Region labeling items
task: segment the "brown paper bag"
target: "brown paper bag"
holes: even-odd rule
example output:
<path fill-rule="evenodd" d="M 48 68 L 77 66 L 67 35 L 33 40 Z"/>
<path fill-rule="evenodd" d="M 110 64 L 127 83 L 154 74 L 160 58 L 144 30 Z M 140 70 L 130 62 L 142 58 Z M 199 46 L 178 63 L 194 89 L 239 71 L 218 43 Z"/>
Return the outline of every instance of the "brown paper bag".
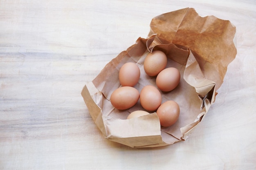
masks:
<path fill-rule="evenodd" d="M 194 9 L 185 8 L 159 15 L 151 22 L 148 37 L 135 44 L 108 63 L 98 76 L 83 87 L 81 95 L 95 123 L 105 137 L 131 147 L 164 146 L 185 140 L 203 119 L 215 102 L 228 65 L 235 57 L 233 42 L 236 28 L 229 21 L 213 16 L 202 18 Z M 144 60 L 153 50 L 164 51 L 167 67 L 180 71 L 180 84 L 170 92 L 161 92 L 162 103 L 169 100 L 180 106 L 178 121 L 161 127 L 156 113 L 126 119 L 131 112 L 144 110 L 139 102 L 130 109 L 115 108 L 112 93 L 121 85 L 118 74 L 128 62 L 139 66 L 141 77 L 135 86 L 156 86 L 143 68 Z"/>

THE PROBLEM -
Lay out all the items above as a two-column CSV with the headers request and outline. Give one row per item, with the item's text and its answer each in a single quoted field, line breaks replaced by spaces, and the pictures left out.

OUTPUT BELOW -
request,outline
"task: segment the ""brown paper bag"" target: ""brown paper bag"" holes: even-odd rule example output: <path fill-rule=""evenodd"" d=""M 48 68 L 77 66 L 67 35 L 33 40 Z""/> <path fill-rule=""evenodd"" d=""M 110 64 L 127 83 L 154 74 L 160 58 L 144 30 Z M 140 70 L 130 62 L 142 58 Z M 199 46 L 178 63 L 194 89 L 239 71 L 218 43 Z""/> Return the outline of every instance of the ""brown paper bag"". masks:","<path fill-rule=""evenodd"" d=""M 194 9 L 185 8 L 159 15 L 151 22 L 148 37 L 135 44 L 108 63 L 98 76 L 83 87 L 81 95 L 95 123 L 105 137 L 131 147 L 164 146 L 185 140 L 203 119 L 215 102 L 228 65 L 235 57 L 233 42 L 236 28 L 229 21 L 213 16 L 202 18 Z M 144 60 L 153 50 L 164 51 L 167 67 L 180 71 L 180 84 L 170 92 L 161 92 L 162 103 L 169 100 L 180 106 L 178 121 L 161 127 L 156 113 L 126 119 L 131 112 L 144 110 L 139 102 L 130 109 L 115 108 L 112 93 L 121 85 L 118 74 L 128 62 L 139 66 L 141 77 L 135 86 L 156 86 L 143 68 Z""/>"